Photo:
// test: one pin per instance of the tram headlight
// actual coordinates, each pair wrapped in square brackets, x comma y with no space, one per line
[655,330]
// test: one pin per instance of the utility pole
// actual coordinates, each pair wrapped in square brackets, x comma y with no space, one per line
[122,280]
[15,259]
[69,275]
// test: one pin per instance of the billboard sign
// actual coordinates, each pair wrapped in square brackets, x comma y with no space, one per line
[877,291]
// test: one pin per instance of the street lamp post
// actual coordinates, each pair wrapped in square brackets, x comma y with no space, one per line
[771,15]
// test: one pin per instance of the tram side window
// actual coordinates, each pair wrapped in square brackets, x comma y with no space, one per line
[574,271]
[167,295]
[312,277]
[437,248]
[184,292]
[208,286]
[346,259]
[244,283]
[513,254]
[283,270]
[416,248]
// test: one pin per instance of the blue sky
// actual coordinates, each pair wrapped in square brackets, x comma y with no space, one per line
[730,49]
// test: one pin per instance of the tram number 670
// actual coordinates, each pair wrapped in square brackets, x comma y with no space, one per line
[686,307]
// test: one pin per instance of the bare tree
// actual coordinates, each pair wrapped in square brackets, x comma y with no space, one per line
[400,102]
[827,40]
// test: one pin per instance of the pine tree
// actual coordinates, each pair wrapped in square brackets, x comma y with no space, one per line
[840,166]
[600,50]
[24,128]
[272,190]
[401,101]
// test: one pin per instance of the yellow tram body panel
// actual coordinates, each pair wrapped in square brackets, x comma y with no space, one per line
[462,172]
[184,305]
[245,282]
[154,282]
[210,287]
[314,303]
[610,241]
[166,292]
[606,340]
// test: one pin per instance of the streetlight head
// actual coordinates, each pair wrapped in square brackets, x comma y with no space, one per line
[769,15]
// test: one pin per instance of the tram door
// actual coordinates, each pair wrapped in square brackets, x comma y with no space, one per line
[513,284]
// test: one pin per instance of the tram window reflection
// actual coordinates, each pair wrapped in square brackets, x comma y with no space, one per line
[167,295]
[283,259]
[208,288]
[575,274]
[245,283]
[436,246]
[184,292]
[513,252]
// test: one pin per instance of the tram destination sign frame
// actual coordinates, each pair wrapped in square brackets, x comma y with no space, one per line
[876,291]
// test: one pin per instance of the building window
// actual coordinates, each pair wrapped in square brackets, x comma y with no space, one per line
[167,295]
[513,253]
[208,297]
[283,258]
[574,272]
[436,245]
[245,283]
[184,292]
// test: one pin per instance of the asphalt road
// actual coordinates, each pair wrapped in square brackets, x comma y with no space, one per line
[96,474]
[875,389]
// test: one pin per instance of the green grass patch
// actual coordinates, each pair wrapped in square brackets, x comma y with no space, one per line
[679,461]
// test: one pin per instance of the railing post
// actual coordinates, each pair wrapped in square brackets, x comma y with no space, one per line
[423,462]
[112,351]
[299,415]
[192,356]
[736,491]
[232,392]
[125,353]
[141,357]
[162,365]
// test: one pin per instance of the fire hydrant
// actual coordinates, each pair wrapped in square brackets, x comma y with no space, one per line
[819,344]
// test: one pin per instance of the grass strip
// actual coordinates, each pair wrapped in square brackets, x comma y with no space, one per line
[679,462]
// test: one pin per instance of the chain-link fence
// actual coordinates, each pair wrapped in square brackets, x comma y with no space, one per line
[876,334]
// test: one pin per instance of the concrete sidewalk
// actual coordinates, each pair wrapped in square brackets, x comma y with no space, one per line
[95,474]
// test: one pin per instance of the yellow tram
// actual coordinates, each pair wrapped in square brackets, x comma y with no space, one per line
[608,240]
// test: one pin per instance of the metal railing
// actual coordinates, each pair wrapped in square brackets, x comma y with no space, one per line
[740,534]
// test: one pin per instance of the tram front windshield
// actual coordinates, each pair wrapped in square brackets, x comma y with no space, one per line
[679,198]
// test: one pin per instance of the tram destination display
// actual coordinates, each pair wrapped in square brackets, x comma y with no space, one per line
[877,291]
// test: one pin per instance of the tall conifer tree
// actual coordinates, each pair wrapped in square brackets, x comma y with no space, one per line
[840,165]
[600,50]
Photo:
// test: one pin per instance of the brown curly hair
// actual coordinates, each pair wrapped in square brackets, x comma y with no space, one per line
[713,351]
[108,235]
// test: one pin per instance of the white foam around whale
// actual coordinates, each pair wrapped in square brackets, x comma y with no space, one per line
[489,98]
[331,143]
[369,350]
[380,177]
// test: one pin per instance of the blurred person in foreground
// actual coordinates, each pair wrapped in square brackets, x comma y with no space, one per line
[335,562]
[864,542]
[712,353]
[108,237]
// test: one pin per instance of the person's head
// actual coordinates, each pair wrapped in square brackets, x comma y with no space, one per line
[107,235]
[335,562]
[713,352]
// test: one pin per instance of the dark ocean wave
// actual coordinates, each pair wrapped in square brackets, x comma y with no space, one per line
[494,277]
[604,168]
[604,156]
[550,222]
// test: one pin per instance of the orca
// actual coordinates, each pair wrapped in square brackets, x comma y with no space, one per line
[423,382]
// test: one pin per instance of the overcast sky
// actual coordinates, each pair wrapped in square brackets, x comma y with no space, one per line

## TASK DIRECTIONS
The data above must be restated word for word.

## TASK RESPONSE
Photo:
// test: one pin per instance of the tram headlight
// actual coordinates, each pair wrapped in square brackets, x comma y with no space, one per line
[655,330]
// test: one pin per instance of the utility pole
// actual coordinates, each pair wrapped in square brackets, x comma y with no space, one per line
[122,280]
[15,259]
[69,275]
// test: one pin per instance of the billboard sign
// actual coordinates, each pair wrapped in square brackets, x comma y with no space, one per line
[877,291]
// test: one pin per instance of the street lamp post
// actual coordinates, each pair wrapped in square brackets, x comma y with no space, one per line
[771,15]
// test: one pin per instance of the tram side window
// actual coordinates, each pair wrapped in square brackets, x comma y with no space, one per line
[574,271]
[167,295]
[312,277]
[437,248]
[184,292]
[208,286]
[346,259]
[244,283]
[513,254]
[283,270]
[416,248]
// test: one pin per instance of the blue sky
// actual coordinates, each pair wrapped in square brackets, x comma y with no space, one per line
[730,49]
// test: one pin per instance of the tram number 670
// actual coordinates, each pair wrapped in square brackets, x comma y with no space, one per line
[686,307]
// test: one pin per instance of the bare tree
// actual coordinates, each pair wrapped in square brackets, x comma y with no space, one per line
[400,102]
[827,40]
// test: one pin per instance of the pine tree
// actual coordinates, each pair wrapped in square brackets, x comma y with no space, one per line
[840,166]
[600,50]
[24,128]
[272,190]
[401,101]
// test: one pin per instance of the yellow tram body panel
// actual coordinates, each pair wrapped in square brackets, x comma y with no space, one per line
[462,172]
[184,305]
[245,282]
[154,282]
[210,287]
[314,303]
[610,241]
[166,292]
[606,340]
// test: one pin per instance of the streetlight head
// actual coordinates, each pair wrapped in square brackets, x comma y with no space, one per line
[769,15]
// test: one pin per instance of the tram door
// actual coordinates, each pair wrapped in square brackets, x comma y with no space, one per line
[513,284]
// test: one pin per instance of the tram window reflection
// actual coordinates, each pair wrapped in square brackets, x comma y with no space, one per line
[167,295]
[283,259]
[208,288]
[575,274]
[245,283]
[436,246]
[184,292]
[513,252]
// test: one pin per instance of the tram destination sign frame
// actual coordinates, each pair wrapped in square brackets, x comma y with no space, one per line
[876,291]
// test: one pin per instance of the building window
// actual coordinates, each pair wrapped in square brackets, x comma y with no space, one per line
[167,295]
[513,253]
[208,297]
[283,258]
[574,272]
[436,245]
[245,283]
[184,292]
// test: one pin per instance of the asphalt road
// actual coordinates, each pair wrapped in square brackets, x comma y with no space, one per line
[96,474]
[875,389]
// test: one pin per instance of the green grass patch
// actual coordinates, each pair wrapped in square brackets, x comma y with no space, one per line
[679,461]
// test: one pin per instance of the railing post
// actual coordinates, each pair wrapped in square brackets, x comma y with no space, one per line
[423,462]
[112,351]
[299,415]
[192,356]
[736,491]
[232,392]
[125,353]
[141,357]
[162,365]
// test: one pin per instance of the fire hydrant
// actual coordinates, each pair wrapped in square brackets, x comma y with no space, one per line
[819,344]
// test: one pin per instance of the grass strip
// actual coordinates, each pair wrapped in square brackets, x comma y with no space, one per line
[679,462]
// test: one pin per instance of the chain-link fence
// actual coordinates, each pair wrapped in square brackets, x comma y with no space, one per line
[876,334]
// test: one pin per instance of the concrete sidewalk
// actual coordinates, each pair wrapped in square brackets, x comma y with no space, one per line
[95,474]
// test: one pin per instance of the yellow tram
// actual coordinates, each pair wrapped in square brackets, x comma y with no space, one per line
[608,240]
// test: one pin per instance of the metal railing
// actual coordinates, each pair wrapped in square brackets, x comma y with no space, one per line
[740,534]
// test: one pin per instance of the tram front windshield
// actual coordinates, each pair wrapped in square brackets, x comma y with no space, one per line
[679,198]
// test: one pin per instance of the tram destination display
// actual coordinates, each pair wrapped in square brackets, x comma y with no space, one per line
[877,291]
// test: one pin per instance of the tall conifer tree
// actual coordinates, each pair wrapped in square brackets, x comma y with no space, one per line
[840,165]
[600,50]
Photo:
// test: one pin per instance of the brown curly hair
// actual coordinates, each pair wrapped in square brackets, x comma y with no space, one per line
[713,351]
[108,235]
// test: one pin per instance of the white foam around whale
// actual coordinates, each pair wrapped in square brackets, x comma y with no space, one per line
[489,98]
[331,143]
[369,350]
[380,177]
// test: one pin per instance of the blurred person in foreground
// actual coordinates, each pair wrapped in square brackets, x comma y with no space, one per line
[335,562]
[864,542]
[712,353]
[108,237]
// test: one pin per instance of the person's head
// actual coordinates, each pair wrapped in square brackets, x comma y with no space, one per line
[107,235]
[335,562]
[713,352]
// test: one pin per instance of the dark ocean wave
// actual coordinates, each pair wrapped in square brackets, x comma y with no space, one per line
[494,277]
[604,168]
[604,156]
[550,222]
// test: one pin per instance of the orca
// actual coordinates, each pair wrapped in square brackets, x comma y with no space, one per line
[423,382]
// test: one pin per instance of the overcast sky
// actual coordinates, each pair wrapped in square brackets, x comma y with no space, one per line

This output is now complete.